(原典文書):

----------------------------------------

(読み)はべり

精選版 日本国語大辞典 「侍」の意味・読み・例文・類語

はべ・り【侍】

〘自ラ変〙 (「這(は)ひあり」の変化したものという) 這いつくばる動作を表わすところから、絶対者の支配下・恩恵下に存在させていただく、さらに、絶対者・尊者のおそばにいさせていただくという敬語性を帯びるように発展したものか。なお、「はんべり」の語形のものもある。
[一]
① 人や物の存在するのを、天皇や神仏など、絶対者の支配のもとにあるという意識で表現する。(絶対者の支配のもとに)あらせていただいている、つつしんで存在する。
※書紀(720)推古一六年六月(岩崎本訓)「餝船(かざりふね)卅艘を以て、客等を江口に迎へて、新館に安置(ハヘラシム)
※続日本紀‐天平神護二年(766)一〇月二〇日・宣命「如来の尊き大御舎利は〈略〉謹み礼(ゐや)まひ仕へ奉りつつ侍(はべリ)
② 特に、貴人・支配者のそば近くにあらせていただく。つつしんで貴人のおそばにいる。
※書紀(720)用明二年四月(図書寮本訓)「天皇〈略〉宮(とつみや)に還入(かへりおはします)。群臣侍(ハヘリ)

----------------------------------------

(資料一覧):
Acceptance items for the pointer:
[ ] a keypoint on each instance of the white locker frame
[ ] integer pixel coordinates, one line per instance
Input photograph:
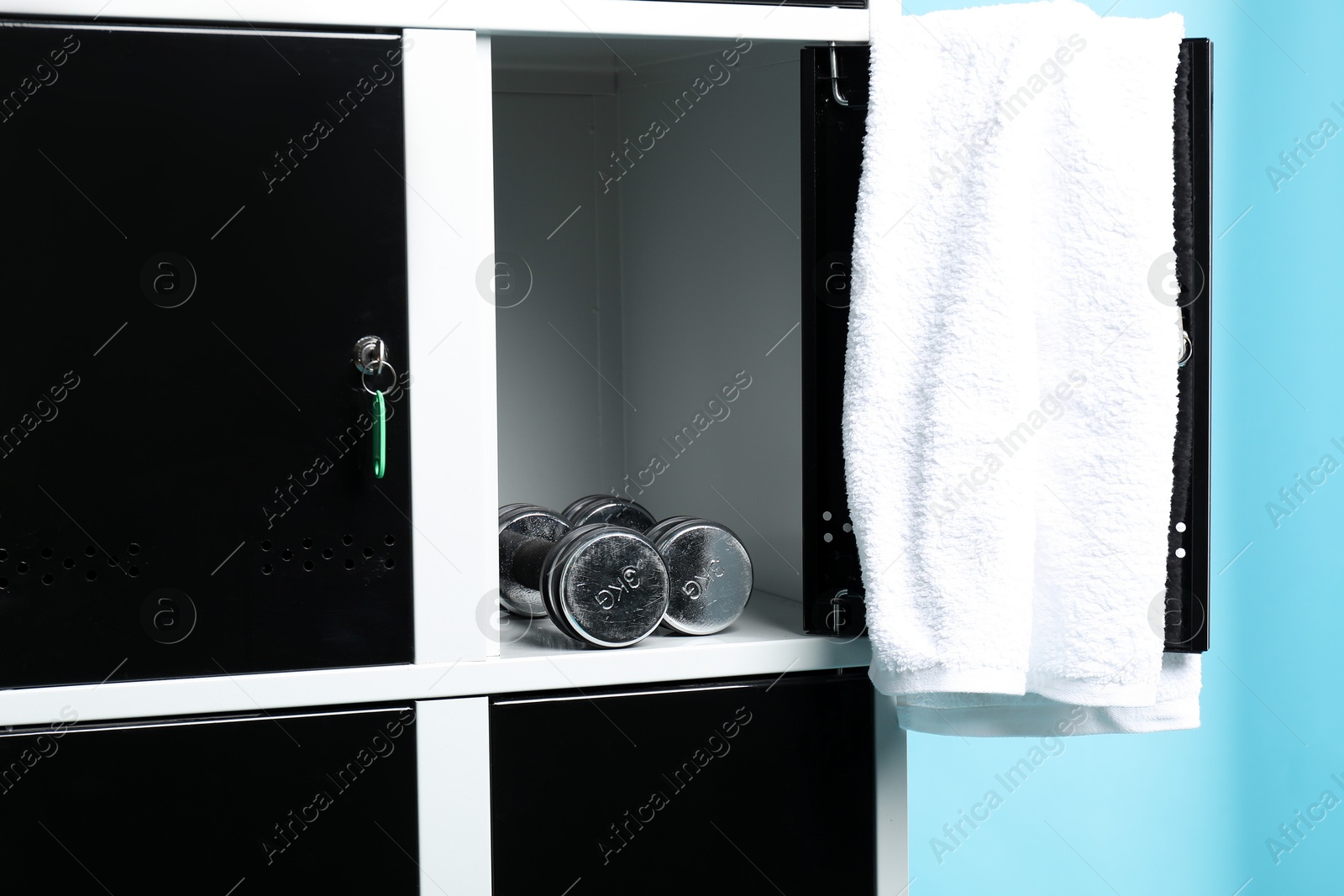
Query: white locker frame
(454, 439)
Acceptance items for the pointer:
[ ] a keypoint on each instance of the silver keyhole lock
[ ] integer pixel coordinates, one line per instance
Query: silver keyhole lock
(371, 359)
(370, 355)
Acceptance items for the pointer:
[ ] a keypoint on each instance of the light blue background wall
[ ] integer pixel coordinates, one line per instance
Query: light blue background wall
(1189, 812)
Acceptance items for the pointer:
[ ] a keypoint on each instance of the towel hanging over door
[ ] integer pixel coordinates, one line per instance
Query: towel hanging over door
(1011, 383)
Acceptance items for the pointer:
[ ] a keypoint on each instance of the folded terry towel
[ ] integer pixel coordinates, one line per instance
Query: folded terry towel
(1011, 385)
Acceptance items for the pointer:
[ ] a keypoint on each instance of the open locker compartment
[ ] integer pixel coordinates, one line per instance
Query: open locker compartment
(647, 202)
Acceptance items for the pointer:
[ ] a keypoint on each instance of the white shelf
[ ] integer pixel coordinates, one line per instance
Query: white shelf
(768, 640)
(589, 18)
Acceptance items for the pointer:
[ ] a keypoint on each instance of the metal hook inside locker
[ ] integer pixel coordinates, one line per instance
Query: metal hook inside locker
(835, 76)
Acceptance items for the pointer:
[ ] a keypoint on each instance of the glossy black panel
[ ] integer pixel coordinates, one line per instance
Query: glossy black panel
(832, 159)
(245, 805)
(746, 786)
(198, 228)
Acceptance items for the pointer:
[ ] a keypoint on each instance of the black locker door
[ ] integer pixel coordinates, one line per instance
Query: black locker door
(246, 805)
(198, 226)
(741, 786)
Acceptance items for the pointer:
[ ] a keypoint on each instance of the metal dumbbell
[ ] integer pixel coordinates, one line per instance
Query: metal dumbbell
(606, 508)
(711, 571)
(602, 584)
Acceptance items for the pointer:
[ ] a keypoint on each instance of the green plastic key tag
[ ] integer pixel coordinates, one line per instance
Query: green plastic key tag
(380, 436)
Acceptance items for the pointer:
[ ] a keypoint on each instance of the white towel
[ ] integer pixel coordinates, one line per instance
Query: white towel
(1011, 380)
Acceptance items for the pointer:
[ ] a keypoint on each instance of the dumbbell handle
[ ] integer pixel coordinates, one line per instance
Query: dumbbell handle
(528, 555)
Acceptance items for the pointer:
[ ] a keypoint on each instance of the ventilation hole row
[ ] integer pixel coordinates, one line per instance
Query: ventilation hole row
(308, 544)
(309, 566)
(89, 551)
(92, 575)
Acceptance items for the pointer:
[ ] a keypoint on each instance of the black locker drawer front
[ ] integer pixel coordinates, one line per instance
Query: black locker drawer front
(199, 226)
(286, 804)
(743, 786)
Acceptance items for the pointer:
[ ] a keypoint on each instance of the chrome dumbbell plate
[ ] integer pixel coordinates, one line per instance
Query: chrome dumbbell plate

----------------------------------------

(課題内容): 「はべり」を説明した辞書項目を、最後の用例の後から書き継ぎなさい。

(解答):
※延喜式(927)祝詞(九条家本訓)「集侍(うごなはりハヘル)親王諸王諸臣百官の人等」
③ 対話敬語として、尊者に対するかしこまり改まった表現(会話、消息、勅撰集などの詞書を含む)に用いる。①の「侍り」の支配者に対する敬意が聞き手に移り、「あなたさまのおかげであらせていただく」の気持から、広く「ある」「いる」の意をへりくだり、また、丁重にいう語となったものか。
(イ) 貴人のそばや貴所にいるの意の場合。一説に(ロ)と同義で、ただ存在する場所が貴所にすぎないともいう。
※古今(905‐914)離別・三九七・詞書「かむなりの壺に召したりける日〈略〉夕さりまで侍てまかりいでけるをりに」
※枕(10C終)五六「御前のかたにむかひて、うしろざまに、誰々か侍ると問ふこそをかしけれ」
(ロ) 自己または自己側のものの存在を、聞き手に対し、へりくだる気持をこめて丁重にいう場合。
※古今(905‐914)恋二・五八八・詞書「やまとに侍ける人につかはしける」
※源氏(1001‐14頃)桐壺「いともかしこきはおきどころも侍らず」
(ハ) 広く一般に、存在の意(「あり」「おり」)を丁重にいうのに用い、いい方を改まったものにする場合。通常、丁寧語といわれる。→語誌(2)。
多武峰少将物語(10C中)「女ぎみ『法師にならんと侍は、我をいとひ給なめり』とて」
※大鏡(12C前)一「昔物語して、このおはさふ人々に、さはいにしへはかくこそ侍りけれと聞かせ奉らむ」
④ 地の文に用いて、あるものの存在を、自己の経験したこと、知っていることとして、つつしみ深く表わす。読者を予想した表現ともいわれ、特に、中世に多いこの用法は、一種の雅語的用法であるともいわれる。
※源氏(1001‐14頃)関屋「守も〈略〉あいなのさかしらや、などぞはべるめる」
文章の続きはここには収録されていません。